Document text:
The pressure to be thin: Examining eating disorders and the Duke culture that contributes to them

It was Spring 2015 and then-sophomore Mera Liccione was leaving for the gym when she fainted in her Central Campus apartment. 

Friends thought she was having a seizure, but they were wrong—Liccione’s anorexia nervosa was the culprit. Her thin body had developed an electrolyte imbalance, which was negatively impacting her heart.

“It was the scariest thing I had ever been through,” Liccione, now a senior, said.

For many people suffering from eating disorders, it takes a dramatic breaking point—such as Liccione’s trip to the emergency room—to open their eyes to the severity of their illness. 

Eating disorders at Duke

Female students with AN, like Liccione, are not alone on Duke’s campus. 

A recent national survey from the American College Health Association found that Duke undergraduate women were twice as likely than students at other colleges to report being “diagnosed or treated by a professional” for anorexia. The number at Duke was more than four percent of women surveyed, compared to less than two percent nationwide. 

According to the fifth edition of the American Psychiatric Association's Diagnostic and Statistical Manual of Mental Disorders, people with AN restrict their energy intake to the point where their body weight is extremely low and they are either very afraid of gaining weight or do not allow themselves to experience weight gain. 

Nancy Zucker, the founder and director of the Duke Center for Eating Disorders, said that it is not surprising for schools like Duke to have higher-than-average rates of eating disorders. Vulnerability factors for these disorders—such as competitiveness—are common among the type of people admitted into upper-tier universities.

[Dataset entries]
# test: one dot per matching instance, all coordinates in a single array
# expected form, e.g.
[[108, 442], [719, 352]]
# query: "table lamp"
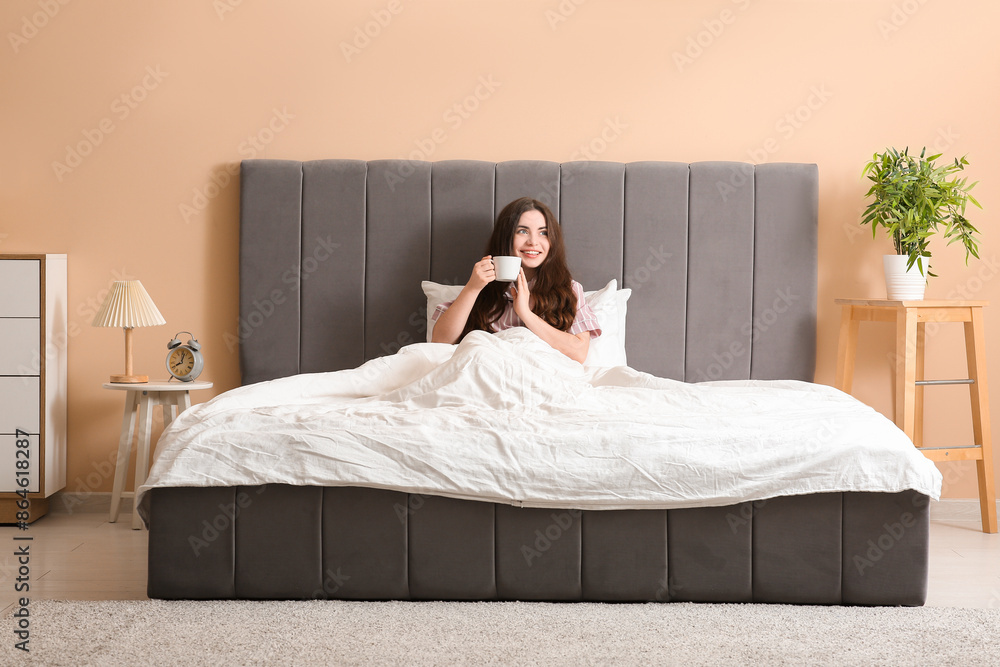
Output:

Your task:
Answer these questions from the article on eating disorders at Duke:
(a) Where was Mera Liccione when she fainted?
(b) What percentage of Duke undergraduate women surveyed reported being diagnosed or treated by a professional for anorexia?
(c) Who founded the Duke Center for Eating Disorders?
These data have no connection to the text.

Your solution:
(a) In her Central Campus apartment.
(b) More than four percent.
(c) Nancy Zucker.